Exercise description =>
In the piece on the Great Reset, copy the passage from "Professional sports has" to "average working person’s." word for word.

Text under study =>

Saturday, September 12, 2020

The Great Reset

One of my favorite anecdotes in Nassim Taleb’s fascinating book Antifragile is Taleb’s recounting of his bellyaching to his father about events in Beirut that led him to flee to the United States.  Taleb bemoaned the fact that they had a nice middle class life in Lebanon when war broke out in 1982 and they had to give all that up and they were forced to leave the country.  Taleb’s father said to Nassim, “You were on the road to becoming a beach bum in Beirut.  You have become a noted author and speaker in the United States.  Sometimes lives need to be shaken up.”

Now, it probably would have been better if our lives had not all been shaken up at the same time, but here we are.  All of us are in the midst of a seismic shift.  It is uncomfortable, but not all of it is bad.  It should be clear to most people by now that there we will not be going back to normal, and in certain respects, that is a good thing.

The Hard Stop.  

In mid-March, we were all told to “shelter in place,” to hunker down in our homes and work remotely to “flatten the curve.”   While we cannot dispute the disruption that this caused in our daily lives, there was a hidden benefit.   First of all, for those of us that live and work near urban environments, it was a gift of 8-10 hours of time a week that we didn’t have to spend commuting to our offices.  Most of us, especially families with two people working and children, live pretty frantic lives attempting to juggle all the demands modern life places on us.  The extra time gave us some time to read, to think, to reflect and think hard about priorities, time we are rarely permitted to have in our day to day lives. 

Professional Sports.   

Professional sports has been at the center of American culture for the last 50-60 years or so.  So much so, that we have afforded it generous tax subsidies and, in the case of the NFL and NBA, minor leagues that are free to the league and themselves tax subsidized (NCAA).  And by allowing the teams to bargain as one with an exemption from anti-trust laws, money poured into the leagues.  Most athletes that played in to 60’s and 70’s had to get real jobs when they retired.  They became ordinary working people when their playing days were done.   But over the past 35 years or so, things have gotten out of hand.  Their incomes and lifestyles bear no relation to the average working person’s.

Data records =>
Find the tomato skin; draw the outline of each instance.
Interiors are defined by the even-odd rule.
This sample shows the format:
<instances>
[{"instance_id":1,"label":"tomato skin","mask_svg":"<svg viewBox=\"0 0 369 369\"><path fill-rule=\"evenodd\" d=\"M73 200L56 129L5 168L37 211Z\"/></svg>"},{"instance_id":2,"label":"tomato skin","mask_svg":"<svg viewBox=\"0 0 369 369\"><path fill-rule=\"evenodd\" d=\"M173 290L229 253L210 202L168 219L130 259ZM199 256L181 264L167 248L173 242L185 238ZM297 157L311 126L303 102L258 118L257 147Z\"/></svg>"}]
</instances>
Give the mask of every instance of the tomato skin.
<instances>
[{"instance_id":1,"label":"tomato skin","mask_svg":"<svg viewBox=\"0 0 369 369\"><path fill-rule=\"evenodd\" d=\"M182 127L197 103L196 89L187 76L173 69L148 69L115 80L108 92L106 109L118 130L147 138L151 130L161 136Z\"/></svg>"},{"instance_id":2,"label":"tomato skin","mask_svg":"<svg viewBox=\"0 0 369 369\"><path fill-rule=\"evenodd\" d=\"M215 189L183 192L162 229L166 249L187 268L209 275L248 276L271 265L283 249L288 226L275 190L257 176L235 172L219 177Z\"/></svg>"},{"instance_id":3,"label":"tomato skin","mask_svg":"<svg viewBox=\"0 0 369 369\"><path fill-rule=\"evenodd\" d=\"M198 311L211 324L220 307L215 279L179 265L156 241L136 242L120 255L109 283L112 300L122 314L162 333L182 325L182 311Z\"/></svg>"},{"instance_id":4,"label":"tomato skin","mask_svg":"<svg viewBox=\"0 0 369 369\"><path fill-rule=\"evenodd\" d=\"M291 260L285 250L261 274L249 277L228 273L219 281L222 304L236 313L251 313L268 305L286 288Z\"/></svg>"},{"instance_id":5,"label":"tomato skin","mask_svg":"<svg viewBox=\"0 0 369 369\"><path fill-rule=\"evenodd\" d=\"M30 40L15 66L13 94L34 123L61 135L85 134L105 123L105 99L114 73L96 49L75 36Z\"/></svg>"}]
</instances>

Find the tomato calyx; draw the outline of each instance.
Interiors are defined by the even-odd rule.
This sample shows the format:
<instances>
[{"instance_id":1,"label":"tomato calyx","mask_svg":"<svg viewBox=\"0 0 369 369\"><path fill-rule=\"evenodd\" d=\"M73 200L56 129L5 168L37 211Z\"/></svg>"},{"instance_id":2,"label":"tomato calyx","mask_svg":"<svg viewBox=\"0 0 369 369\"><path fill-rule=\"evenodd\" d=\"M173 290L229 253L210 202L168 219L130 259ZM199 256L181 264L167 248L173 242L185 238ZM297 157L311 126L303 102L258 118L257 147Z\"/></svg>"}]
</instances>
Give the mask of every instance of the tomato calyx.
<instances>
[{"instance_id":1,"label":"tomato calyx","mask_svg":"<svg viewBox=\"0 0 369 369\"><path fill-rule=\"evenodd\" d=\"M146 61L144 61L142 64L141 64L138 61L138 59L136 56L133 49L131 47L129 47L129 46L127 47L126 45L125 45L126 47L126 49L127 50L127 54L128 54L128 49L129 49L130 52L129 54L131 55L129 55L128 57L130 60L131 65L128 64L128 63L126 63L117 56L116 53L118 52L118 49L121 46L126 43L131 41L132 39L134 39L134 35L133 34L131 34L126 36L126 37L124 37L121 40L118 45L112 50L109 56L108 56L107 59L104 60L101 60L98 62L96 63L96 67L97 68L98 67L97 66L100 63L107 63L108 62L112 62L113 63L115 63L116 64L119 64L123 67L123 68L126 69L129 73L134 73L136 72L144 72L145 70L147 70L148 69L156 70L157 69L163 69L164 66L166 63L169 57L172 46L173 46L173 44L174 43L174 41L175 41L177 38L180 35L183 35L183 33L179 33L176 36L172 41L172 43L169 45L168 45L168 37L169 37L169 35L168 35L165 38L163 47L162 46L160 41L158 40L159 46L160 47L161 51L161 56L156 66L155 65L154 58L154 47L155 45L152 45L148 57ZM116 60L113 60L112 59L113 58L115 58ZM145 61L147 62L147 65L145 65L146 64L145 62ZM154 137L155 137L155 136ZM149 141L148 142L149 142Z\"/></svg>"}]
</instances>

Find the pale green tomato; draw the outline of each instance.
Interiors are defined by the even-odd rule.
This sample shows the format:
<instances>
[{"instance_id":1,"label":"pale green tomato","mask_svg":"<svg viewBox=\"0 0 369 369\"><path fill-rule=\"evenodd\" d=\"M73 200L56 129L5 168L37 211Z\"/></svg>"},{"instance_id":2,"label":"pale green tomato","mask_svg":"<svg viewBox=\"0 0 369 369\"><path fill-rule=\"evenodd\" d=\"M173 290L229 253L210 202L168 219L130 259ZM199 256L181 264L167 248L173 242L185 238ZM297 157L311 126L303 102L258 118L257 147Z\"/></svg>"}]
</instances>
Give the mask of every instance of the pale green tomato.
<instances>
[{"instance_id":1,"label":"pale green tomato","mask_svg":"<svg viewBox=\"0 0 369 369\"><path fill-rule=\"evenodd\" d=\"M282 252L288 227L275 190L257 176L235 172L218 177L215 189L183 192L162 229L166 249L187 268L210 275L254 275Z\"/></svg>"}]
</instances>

Response below =>
Professional sports has been at the center of American culture for the last 50-60 years or so.  So much so, that we have afforded it generous tax subsidies and, in the case of the NFL and NBA, minor leagues that are free to the league and themselves tax subsidized (NCAA).  And by allowing the teams to bargain as one with an exemption from anti-trust laws, money poured into the leagues.  Most athletes that played in to 60’s and 70’s had to get real jobs when they retired.  They became ordinary working people when their playing days were done.   But over the past 35 years or so, things have gotten out of hand.  Their incomes and lifestyles bear no relation to the average working person’s.